◆ **Your task**
From the entries, filter out every line that lacks "query" and copy the rest.

§

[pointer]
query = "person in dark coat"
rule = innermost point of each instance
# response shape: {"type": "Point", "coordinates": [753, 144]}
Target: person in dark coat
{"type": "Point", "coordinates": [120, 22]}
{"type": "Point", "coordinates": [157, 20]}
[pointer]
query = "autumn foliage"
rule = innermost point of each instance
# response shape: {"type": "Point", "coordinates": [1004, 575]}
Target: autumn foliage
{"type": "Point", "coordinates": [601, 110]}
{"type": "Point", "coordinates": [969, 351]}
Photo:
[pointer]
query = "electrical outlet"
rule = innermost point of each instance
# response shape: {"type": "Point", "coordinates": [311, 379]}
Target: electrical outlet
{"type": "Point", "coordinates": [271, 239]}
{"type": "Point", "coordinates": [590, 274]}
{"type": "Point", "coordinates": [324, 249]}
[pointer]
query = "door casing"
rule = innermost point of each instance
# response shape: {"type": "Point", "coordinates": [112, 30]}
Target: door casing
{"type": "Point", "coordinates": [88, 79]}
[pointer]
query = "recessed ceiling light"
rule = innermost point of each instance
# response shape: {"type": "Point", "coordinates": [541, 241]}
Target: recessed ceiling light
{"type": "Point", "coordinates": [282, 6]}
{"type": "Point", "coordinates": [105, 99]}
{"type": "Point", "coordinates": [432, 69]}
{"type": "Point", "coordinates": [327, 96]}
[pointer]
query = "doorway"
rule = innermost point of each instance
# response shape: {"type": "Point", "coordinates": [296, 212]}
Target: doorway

§

◆ **Response below**
query = "person in dark coat"
query = "autumn foliage"
query = "electrical outlet"
query = "door casing"
query = "recessed ceiling light"
query = "doorway"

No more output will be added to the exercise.